RECORDS FOR THE TASK:
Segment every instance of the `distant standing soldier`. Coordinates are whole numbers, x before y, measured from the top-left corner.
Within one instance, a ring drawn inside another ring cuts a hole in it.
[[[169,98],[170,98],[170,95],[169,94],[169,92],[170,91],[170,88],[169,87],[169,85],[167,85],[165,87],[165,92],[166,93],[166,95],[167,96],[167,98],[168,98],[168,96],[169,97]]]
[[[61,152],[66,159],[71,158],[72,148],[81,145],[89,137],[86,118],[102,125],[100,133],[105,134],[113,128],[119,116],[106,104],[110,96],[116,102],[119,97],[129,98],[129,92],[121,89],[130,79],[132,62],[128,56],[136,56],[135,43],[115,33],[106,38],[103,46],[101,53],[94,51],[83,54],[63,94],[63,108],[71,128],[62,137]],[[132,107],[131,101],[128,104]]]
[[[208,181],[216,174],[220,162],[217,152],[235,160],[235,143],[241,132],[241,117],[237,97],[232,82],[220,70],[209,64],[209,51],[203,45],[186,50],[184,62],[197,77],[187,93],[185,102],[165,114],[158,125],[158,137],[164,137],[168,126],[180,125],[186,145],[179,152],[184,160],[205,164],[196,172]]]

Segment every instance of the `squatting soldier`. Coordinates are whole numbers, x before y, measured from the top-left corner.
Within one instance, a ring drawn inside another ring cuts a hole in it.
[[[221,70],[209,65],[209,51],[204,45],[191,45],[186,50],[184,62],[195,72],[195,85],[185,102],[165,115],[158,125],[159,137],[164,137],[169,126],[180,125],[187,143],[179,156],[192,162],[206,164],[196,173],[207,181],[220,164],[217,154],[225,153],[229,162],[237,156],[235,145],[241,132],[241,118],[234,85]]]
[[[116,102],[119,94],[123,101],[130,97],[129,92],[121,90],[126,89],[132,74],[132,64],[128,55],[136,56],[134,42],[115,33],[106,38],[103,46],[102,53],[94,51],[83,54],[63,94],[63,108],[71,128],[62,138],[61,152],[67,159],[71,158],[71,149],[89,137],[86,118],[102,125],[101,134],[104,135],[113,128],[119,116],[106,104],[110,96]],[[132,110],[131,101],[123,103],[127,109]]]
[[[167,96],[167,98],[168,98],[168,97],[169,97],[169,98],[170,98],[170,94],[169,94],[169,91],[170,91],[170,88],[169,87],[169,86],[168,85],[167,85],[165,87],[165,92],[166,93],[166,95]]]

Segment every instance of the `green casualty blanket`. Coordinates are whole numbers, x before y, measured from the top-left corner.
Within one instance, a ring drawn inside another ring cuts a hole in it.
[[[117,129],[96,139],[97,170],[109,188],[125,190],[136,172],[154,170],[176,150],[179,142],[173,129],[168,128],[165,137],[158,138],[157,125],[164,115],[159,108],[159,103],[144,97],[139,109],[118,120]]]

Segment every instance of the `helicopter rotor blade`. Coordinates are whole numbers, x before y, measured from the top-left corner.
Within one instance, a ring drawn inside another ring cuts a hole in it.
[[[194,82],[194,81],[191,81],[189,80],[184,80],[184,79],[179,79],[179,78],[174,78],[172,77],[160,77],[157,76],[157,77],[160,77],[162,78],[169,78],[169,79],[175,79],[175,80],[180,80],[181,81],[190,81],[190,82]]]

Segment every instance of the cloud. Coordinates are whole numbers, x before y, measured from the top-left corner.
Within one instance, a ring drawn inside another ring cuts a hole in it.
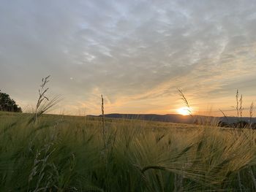
[[[70,112],[99,113],[102,93],[109,112],[167,113],[180,102],[176,88],[197,105],[223,99],[227,107],[237,88],[256,95],[255,8],[252,1],[4,1],[0,86],[26,105],[51,74],[52,94],[63,95]]]

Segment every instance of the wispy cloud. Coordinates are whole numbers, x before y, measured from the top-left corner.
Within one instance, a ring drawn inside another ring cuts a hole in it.
[[[203,110],[227,109],[236,89],[247,102],[256,96],[255,8],[252,1],[3,1],[0,87],[26,105],[50,74],[70,112],[99,113],[103,93],[108,112],[168,113],[181,104],[177,88]]]

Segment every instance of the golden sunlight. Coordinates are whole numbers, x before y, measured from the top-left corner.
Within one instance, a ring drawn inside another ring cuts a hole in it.
[[[180,115],[189,115],[190,113],[189,113],[189,110],[190,110],[190,112],[191,112],[191,109],[189,109],[189,107],[181,107],[181,108],[178,108],[177,109],[177,112]]]

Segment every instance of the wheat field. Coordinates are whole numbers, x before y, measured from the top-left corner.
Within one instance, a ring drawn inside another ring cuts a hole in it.
[[[256,190],[253,130],[31,118],[0,113],[0,191]]]

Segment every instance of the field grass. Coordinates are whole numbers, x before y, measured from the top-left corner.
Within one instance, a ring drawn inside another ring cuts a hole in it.
[[[0,191],[256,191],[253,130],[31,118],[0,112]]]

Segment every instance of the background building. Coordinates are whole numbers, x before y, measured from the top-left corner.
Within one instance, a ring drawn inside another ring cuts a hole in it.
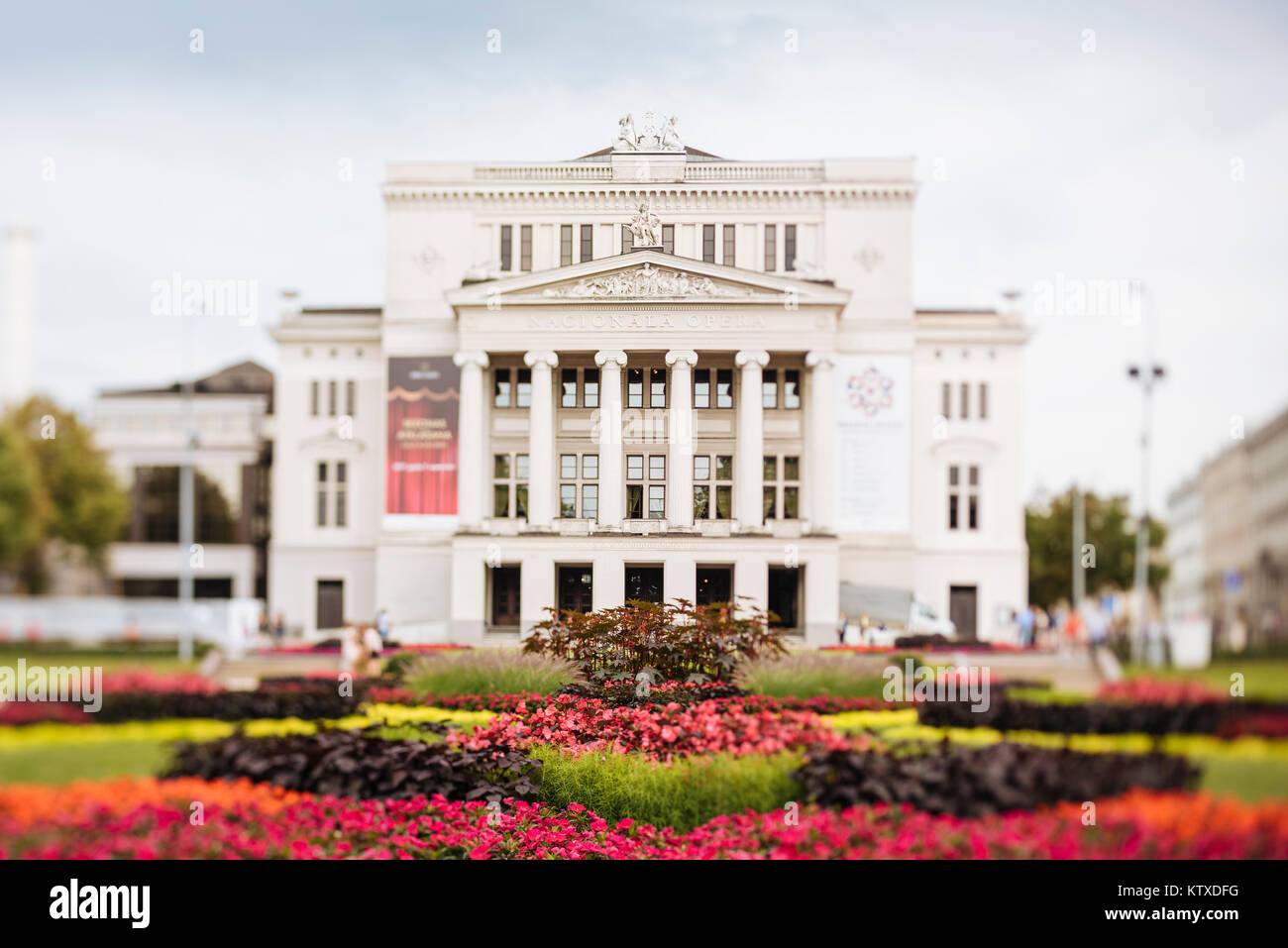
[[[273,374],[254,362],[183,385],[103,392],[94,441],[130,495],[130,520],[108,549],[108,574],[125,596],[178,596],[179,469],[194,434],[194,595],[263,599],[268,592]]]
[[[383,309],[283,316],[272,609],[513,640],[546,607],[838,583],[989,638],[1025,602],[1014,313],[912,301],[911,160],[389,167]]]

GIVEN TASK: Strip the images and reproduce the remaining records precisely.

CORRECT RESULT:
Segment every instance of the `distant standing soldier`. Coordinates are whole numbers, x before y, measured from the top-left corner.
Within one instance, a ring drawn inside another ring cuts a hole in it.
[[[169,98],[170,98],[170,95],[169,94],[169,92],[170,91],[170,88],[169,87],[169,85],[167,85],[165,87],[165,92],[166,93],[166,95],[167,96],[167,98],[168,98],[168,96],[169,97]]]
[[[61,152],[66,159],[71,158],[72,148],[81,145],[89,137],[86,118],[102,125],[100,133],[105,134],[113,128],[119,116],[106,104],[110,96],[116,102],[119,97],[129,98],[129,92],[121,89],[130,79],[132,62],[128,56],[136,56],[135,43],[115,33],[106,38],[103,46],[101,53],[94,51],[83,54],[63,94],[63,108],[71,128],[62,137]],[[132,107],[131,101],[128,104]]]
[[[208,181],[216,174],[220,162],[217,152],[235,160],[235,143],[241,132],[241,117],[237,97],[232,82],[220,70],[209,64],[209,51],[203,45],[186,50],[184,62],[197,77],[187,93],[185,102],[165,114],[158,125],[158,137],[164,137],[168,126],[180,125],[186,145],[179,152],[184,160],[205,164],[196,172]]]

Segment every instance of the `squatting soldier`. Coordinates are whole numbers, x before y, measured from the top-left corner.
Within one instance, a ring drawn inside another ring cuts a hole in it.
[[[221,70],[209,65],[209,51],[204,45],[191,45],[186,50],[184,62],[195,72],[195,85],[185,102],[165,115],[158,125],[159,137],[164,137],[169,126],[180,125],[187,143],[179,156],[192,162],[206,164],[196,173],[207,181],[220,164],[217,154],[225,153],[229,162],[237,156],[235,145],[241,132],[241,118],[234,85]]]
[[[116,102],[119,94],[123,101],[130,97],[129,92],[121,90],[126,89],[132,74],[132,64],[128,55],[136,56],[134,42],[115,33],[106,38],[103,46],[102,53],[94,51],[83,54],[63,94],[63,108],[71,128],[62,138],[61,152],[67,159],[71,158],[71,149],[89,137],[86,118],[102,125],[101,134],[104,135],[113,128],[119,116],[106,104],[110,96]],[[132,110],[131,101],[123,103],[127,109]]]
[[[167,96],[167,98],[168,98],[168,97],[169,97],[169,98],[170,98],[170,94],[169,94],[169,91],[170,91],[170,88],[169,87],[169,86],[168,85],[167,85],[165,87],[165,92],[166,93],[166,95]]]

Segment every instance of the `green casualty blanket`. Coordinates are whole numbers, x before y, measured from the top-left corner.
Within one instance, a ring drawn inside another ring cuts a hole in it.
[[[117,129],[96,139],[97,170],[109,188],[125,190],[136,172],[154,170],[176,150],[179,142],[173,129],[168,128],[165,137],[158,138],[157,125],[164,115],[159,108],[159,103],[144,97],[139,109],[118,120]]]

Segment every instance of the `helicopter rotor blade`. Coordinates are whole numbers, x before y, measured from the top-left corner.
Within one instance, a ring drawn inside another ring cuts a hole in it.
[[[194,82],[194,81],[191,81],[189,80],[184,80],[184,79],[179,79],[179,78],[174,78],[172,77],[160,77],[157,76],[157,77],[160,77],[162,78],[169,78],[169,79],[175,79],[175,80],[180,80],[181,81],[190,81],[190,82]]]

Segment every instance of the cloud. Coordinates are whole numbers, x before y, measured from the top-left corner.
Within one instance, a ring drawn inside another ring cuts a hole in it.
[[[70,112],[99,113],[102,93],[109,112],[167,113],[180,102],[176,88],[197,105],[223,99],[227,107],[237,88],[256,95],[255,8],[252,1],[4,1],[0,86],[26,105],[51,74],[52,94],[63,95]]]

Segment every instance of the wispy cloud. Coordinates are whole numbers, x before y, measured from the top-left corner.
Within one instance, a ring drawn inside another ring cuts a hole in it.
[[[203,110],[227,109],[236,89],[247,102],[256,96],[255,8],[252,1],[3,1],[0,87],[26,105],[50,74],[70,112],[99,113],[103,93],[108,112],[168,113],[181,104],[177,88]]]

Segment every instance of the golden sunlight. Coordinates are whole numbers, x before y, measured from the top-left corner.
Within one instance, a ring drawn inside another ring cuts a hole in it.
[[[180,115],[189,115],[190,113],[189,113],[189,110],[190,110],[190,112],[191,112],[191,109],[189,109],[189,107],[181,107],[181,108],[178,108],[177,109],[177,112]]]

Segment every instance of the wheat field. Coordinates are whole numbers, x before y, measured from the top-left corner.
Within one instance, a ring drawn inside another ring cuts a hole in it.
[[[256,190],[253,130],[31,118],[0,113],[0,191]]]

Segment every instance of the field grass. Coordinates are whole numbers, x before y, measured from the top-left corner.
Within one instance, a ring drawn inside another ring cuts a hole in it.
[[[0,191],[256,191],[253,130],[31,118],[0,112]]]

Segment every instance of the background building. Coordinates are whole numbers, x before y, measured from the top-left corner.
Within one instance, a ring drawn inside another ring cuts a hole in it.
[[[273,374],[254,362],[183,385],[103,392],[94,441],[130,495],[130,520],[108,549],[108,574],[125,596],[178,596],[179,469],[194,434],[194,595],[263,599],[268,592]]]
[[[383,309],[283,316],[272,609],[513,640],[546,607],[838,583],[989,638],[1025,602],[1014,313],[912,301],[911,160],[389,167]]]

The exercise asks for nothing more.